Written request
Express the records as a JSON list of strings, one string per line. Start at the beginning of the records and go through the line containing "[89,15,178,116]", skipping blank lines and leaving out the pictures.
*** Extracted records
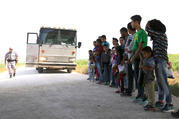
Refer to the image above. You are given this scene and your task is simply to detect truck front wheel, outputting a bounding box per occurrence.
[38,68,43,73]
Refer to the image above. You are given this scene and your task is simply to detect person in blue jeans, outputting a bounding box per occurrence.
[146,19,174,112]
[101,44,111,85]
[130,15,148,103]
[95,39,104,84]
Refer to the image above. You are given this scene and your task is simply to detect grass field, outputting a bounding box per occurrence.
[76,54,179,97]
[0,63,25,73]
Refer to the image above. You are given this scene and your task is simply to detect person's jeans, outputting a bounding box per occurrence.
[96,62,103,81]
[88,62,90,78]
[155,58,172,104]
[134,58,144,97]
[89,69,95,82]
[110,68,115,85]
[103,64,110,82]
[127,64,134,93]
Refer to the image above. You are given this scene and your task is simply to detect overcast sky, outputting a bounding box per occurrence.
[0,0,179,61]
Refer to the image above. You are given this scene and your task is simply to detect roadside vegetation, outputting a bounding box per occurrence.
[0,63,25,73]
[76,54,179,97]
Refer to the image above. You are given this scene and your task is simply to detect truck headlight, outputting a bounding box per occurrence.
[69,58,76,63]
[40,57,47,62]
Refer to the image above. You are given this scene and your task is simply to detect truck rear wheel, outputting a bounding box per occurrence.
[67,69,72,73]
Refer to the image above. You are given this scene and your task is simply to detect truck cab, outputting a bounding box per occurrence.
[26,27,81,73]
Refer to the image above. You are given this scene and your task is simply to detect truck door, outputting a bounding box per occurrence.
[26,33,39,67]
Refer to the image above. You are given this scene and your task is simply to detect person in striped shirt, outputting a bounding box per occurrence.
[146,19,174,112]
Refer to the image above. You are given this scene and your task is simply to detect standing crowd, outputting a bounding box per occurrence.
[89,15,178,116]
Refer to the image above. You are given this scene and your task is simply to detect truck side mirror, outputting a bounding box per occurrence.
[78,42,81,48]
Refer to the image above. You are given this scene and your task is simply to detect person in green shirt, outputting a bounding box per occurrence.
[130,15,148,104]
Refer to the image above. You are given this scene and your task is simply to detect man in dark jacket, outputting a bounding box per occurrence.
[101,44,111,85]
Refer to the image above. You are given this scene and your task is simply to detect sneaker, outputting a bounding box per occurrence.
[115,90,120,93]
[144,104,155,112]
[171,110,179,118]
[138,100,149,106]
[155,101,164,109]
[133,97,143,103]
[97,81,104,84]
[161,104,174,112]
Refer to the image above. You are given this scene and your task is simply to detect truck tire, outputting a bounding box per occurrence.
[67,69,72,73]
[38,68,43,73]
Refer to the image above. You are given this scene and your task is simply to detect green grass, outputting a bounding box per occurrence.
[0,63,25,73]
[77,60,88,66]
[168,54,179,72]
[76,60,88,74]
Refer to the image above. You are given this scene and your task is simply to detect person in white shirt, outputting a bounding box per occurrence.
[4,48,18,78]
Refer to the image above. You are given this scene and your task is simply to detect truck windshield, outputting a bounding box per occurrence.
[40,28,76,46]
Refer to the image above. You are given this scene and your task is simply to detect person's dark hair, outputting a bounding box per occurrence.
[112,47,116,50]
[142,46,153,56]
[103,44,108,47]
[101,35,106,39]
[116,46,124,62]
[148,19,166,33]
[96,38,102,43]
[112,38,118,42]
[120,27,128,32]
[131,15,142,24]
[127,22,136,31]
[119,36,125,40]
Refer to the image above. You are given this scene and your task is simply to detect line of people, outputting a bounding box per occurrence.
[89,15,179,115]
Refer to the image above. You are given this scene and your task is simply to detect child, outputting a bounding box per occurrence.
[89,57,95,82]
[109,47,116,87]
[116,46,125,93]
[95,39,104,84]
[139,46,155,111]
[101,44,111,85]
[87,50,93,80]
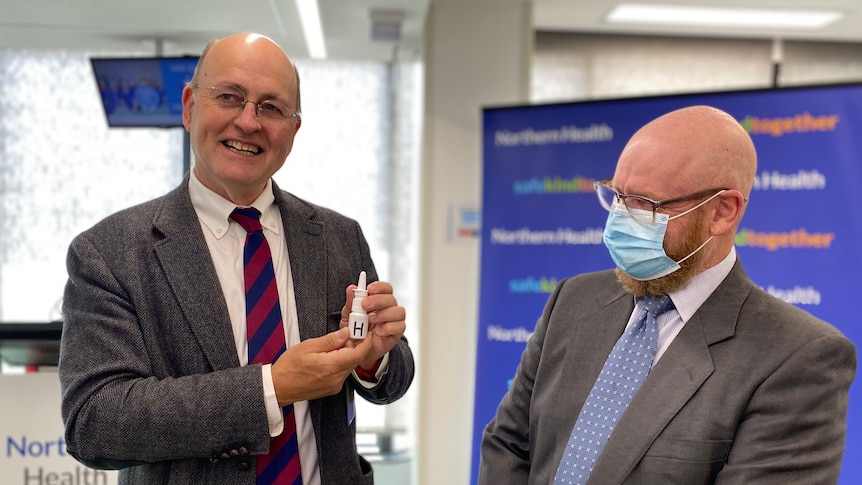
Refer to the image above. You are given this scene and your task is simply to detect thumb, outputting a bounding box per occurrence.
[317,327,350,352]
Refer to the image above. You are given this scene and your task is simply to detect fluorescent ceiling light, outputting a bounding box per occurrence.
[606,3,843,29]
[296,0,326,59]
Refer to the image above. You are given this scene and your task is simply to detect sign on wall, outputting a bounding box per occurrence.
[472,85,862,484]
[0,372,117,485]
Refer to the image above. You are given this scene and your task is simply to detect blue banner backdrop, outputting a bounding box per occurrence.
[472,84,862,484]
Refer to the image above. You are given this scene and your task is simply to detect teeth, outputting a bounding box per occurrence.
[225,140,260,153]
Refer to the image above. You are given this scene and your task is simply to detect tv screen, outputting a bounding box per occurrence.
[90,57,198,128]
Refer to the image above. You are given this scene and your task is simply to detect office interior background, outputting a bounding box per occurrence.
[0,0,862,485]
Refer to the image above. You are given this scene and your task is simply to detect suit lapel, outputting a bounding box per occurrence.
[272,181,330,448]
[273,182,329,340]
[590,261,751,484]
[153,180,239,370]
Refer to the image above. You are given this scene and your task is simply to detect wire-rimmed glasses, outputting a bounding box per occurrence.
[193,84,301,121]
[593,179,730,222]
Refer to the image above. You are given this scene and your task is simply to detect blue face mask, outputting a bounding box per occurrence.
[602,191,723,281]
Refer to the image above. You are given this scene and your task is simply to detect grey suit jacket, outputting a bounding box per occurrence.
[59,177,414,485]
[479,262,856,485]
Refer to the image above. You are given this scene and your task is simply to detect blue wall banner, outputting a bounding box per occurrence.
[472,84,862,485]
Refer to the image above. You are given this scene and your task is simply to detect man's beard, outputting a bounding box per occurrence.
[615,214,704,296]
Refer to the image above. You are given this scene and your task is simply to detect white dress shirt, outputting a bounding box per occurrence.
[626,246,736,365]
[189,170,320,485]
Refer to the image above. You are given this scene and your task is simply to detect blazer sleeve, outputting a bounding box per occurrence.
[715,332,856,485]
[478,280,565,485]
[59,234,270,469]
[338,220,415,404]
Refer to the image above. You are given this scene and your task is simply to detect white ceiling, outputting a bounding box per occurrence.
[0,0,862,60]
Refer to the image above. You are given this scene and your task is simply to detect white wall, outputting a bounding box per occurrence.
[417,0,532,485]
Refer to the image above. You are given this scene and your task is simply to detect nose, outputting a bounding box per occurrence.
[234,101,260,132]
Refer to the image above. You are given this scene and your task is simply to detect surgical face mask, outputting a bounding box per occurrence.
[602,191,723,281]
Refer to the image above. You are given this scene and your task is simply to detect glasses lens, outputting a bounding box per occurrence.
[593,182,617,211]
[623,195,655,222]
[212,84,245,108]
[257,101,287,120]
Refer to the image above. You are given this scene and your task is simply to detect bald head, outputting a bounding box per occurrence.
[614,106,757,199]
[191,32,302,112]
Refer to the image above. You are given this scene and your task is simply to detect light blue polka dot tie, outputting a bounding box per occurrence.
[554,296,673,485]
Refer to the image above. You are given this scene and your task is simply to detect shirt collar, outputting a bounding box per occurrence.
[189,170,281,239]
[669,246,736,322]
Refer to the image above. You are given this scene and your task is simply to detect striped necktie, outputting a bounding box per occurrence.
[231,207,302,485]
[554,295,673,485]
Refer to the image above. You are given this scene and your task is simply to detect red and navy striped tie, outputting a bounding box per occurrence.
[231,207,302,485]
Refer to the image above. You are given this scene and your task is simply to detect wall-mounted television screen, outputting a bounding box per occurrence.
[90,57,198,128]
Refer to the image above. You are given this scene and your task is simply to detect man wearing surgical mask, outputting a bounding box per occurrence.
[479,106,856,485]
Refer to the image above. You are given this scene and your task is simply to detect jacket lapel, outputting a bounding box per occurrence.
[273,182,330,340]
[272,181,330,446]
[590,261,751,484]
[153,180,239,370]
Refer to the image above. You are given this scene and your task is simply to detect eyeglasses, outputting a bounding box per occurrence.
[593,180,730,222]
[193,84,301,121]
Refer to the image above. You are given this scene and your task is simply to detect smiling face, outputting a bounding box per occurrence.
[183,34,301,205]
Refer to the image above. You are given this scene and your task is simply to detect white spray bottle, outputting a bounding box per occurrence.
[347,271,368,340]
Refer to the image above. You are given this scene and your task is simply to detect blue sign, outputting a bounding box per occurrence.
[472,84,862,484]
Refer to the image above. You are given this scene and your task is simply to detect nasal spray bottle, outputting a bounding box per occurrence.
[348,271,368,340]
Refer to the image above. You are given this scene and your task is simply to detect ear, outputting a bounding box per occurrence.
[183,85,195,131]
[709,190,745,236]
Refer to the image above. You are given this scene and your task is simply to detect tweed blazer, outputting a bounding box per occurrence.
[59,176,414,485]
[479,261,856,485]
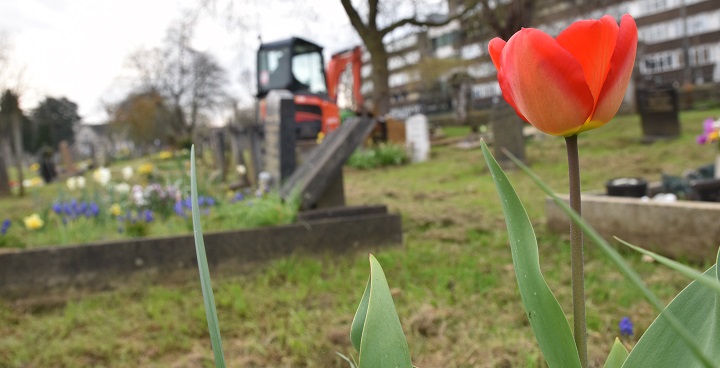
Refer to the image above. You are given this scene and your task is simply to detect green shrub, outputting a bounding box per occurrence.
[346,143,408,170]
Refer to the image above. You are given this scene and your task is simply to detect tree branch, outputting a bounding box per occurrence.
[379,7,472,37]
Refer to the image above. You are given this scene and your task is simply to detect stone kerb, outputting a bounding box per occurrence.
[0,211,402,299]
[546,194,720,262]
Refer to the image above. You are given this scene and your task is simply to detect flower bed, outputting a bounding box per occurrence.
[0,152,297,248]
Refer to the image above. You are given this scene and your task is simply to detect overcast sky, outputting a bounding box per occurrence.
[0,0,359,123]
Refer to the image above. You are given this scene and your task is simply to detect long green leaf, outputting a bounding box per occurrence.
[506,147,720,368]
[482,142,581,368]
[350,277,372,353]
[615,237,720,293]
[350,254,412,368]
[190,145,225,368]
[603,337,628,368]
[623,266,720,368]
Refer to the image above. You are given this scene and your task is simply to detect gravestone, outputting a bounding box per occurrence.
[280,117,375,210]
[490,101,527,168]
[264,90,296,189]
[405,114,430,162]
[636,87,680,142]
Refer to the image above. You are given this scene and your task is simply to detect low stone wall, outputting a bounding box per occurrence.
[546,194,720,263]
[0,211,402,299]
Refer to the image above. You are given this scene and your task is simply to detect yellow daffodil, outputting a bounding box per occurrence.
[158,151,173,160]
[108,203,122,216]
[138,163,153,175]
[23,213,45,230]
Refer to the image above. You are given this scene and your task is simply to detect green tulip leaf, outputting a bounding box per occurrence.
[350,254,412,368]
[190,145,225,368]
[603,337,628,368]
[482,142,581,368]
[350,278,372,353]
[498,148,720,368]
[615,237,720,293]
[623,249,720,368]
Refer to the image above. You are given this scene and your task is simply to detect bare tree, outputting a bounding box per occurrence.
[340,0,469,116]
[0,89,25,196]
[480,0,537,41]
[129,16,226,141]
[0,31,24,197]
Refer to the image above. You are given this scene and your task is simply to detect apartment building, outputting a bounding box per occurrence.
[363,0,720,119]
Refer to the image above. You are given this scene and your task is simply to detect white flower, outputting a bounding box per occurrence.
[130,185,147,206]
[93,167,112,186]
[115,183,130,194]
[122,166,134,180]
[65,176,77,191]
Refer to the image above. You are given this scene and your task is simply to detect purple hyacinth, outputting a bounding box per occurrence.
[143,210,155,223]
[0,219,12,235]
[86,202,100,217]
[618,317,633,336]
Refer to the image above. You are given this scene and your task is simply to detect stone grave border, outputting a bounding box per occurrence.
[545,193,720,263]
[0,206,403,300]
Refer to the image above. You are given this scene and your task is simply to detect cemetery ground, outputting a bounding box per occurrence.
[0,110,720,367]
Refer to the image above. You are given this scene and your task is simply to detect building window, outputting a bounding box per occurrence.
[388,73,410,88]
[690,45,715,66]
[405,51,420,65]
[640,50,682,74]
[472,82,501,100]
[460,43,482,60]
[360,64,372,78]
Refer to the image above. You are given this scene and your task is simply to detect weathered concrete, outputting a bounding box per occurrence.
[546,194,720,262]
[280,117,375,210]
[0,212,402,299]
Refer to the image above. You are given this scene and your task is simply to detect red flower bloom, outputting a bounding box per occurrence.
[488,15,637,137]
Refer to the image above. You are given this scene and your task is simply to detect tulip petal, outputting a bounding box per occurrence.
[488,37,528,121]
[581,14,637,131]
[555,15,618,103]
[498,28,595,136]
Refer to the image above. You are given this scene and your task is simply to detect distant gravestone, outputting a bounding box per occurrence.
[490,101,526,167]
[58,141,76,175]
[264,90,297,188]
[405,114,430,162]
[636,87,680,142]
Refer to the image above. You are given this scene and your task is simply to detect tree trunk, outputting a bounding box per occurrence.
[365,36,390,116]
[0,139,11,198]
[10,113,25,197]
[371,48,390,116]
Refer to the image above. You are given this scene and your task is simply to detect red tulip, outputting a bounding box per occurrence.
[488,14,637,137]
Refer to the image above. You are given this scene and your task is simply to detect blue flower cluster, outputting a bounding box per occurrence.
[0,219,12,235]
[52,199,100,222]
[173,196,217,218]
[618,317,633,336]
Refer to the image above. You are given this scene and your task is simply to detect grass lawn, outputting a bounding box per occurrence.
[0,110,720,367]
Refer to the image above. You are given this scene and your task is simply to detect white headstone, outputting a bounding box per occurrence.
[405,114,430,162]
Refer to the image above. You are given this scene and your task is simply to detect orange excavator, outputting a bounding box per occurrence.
******
Solution
[
  "Refer to the image above. You are given this scene and your task is simply to detect truck front wheel, outputting a bounding box per occurrence.",
  "[38,68,43,73]",
  "Refer to the image above. You are given this scene and your task is simply to detect person in blue jeans, outputting a bounding box per occurrence.",
  "[146,19,174,112]",
  "[101,44,111,85]",
  "[130,15,148,103]",
  "[95,39,104,84]",
  "Refer to the image above. You are given this scene and your task is simply to detect grass field, outputting a bounding box per occurrence.",
  "[76,54,179,97]",
  "[0,63,25,73]",
  "Refer to the image above. You are given this scene and your task is simply to detect person's jeans, outputting a bounding box per occurrence.",
  "[96,62,103,81]",
  "[88,62,90,78]",
  "[155,58,172,104]",
  "[134,58,144,97]",
  "[89,69,95,82]",
  "[110,68,115,85]",
  "[103,64,110,82]",
  "[127,64,134,93]",
  "Refer to the image above. You are given this scene and your task is simply to detect overcast sky, outputting a bounding box per occurrence.",
  "[0,0,179,61]",
  "Refer to the image above. You are given this scene and your task is simply to detect roadside vegetation, outputting a bounding box per occurrence.",
  "[0,63,25,73]",
  "[76,54,179,97]",
  "Refer to the image above. You are given this scene and your task is simply to detect truck headlight, outputting a bounding box per occurrence.",
  "[69,58,76,63]",
  "[40,57,47,62]",
  "Refer to the image above. You are given this scene and your task is simply to detect truck rear wheel, outputting a bounding box per occurrence.",
  "[67,69,72,73]",
  "Refer to the image above. You are given this scene and your task is simply to detect truck cab, outputting a bounding box per occurrence.",
  "[26,27,81,73]",
  "Refer to the image above. You are given this scene and your task is simply to detect truck door, outputting a bounding box per occurrence.",
  "[26,33,39,67]",
  "Refer to the image above. You are given this scene and your task is simply to detect person in striped shirt, outputting a bounding box per occurrence.",
  "[146,19,174,112]",
  "Refer to the image above. You are given this scene and your task is simply to detect standing crowd, outputting a bounding box per occurrence.",
  "[89,15,178,116]"
]